WHAT IS REQUIRED →
Please transcribe the records below word for word, starting at the line that contains "Target: stucco column base" and continuing through the end of the records.

□ □ □

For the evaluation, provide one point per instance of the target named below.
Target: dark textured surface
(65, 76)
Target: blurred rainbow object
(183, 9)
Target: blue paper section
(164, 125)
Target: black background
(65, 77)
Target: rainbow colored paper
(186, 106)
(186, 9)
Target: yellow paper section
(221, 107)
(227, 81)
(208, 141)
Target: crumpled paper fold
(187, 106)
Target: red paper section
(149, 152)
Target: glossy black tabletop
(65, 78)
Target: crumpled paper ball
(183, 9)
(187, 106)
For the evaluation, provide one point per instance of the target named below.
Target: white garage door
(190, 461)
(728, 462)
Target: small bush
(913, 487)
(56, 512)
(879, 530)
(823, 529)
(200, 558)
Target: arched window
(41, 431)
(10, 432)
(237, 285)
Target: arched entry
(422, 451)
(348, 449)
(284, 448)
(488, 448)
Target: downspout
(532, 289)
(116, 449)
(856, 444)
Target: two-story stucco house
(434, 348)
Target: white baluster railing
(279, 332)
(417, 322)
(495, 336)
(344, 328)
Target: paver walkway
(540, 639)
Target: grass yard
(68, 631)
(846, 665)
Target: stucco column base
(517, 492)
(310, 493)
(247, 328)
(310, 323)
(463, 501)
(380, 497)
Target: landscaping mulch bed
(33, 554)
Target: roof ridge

□ □ □

REPLY TO THE EXERCISE →
Target: stucco column base
(517, 492)
(310, 493)
(247, 328)
(310, 323)
(463, 501)
(380, 497)
Target: landscaping mulch bed
(33, 554)
Target: roof ridge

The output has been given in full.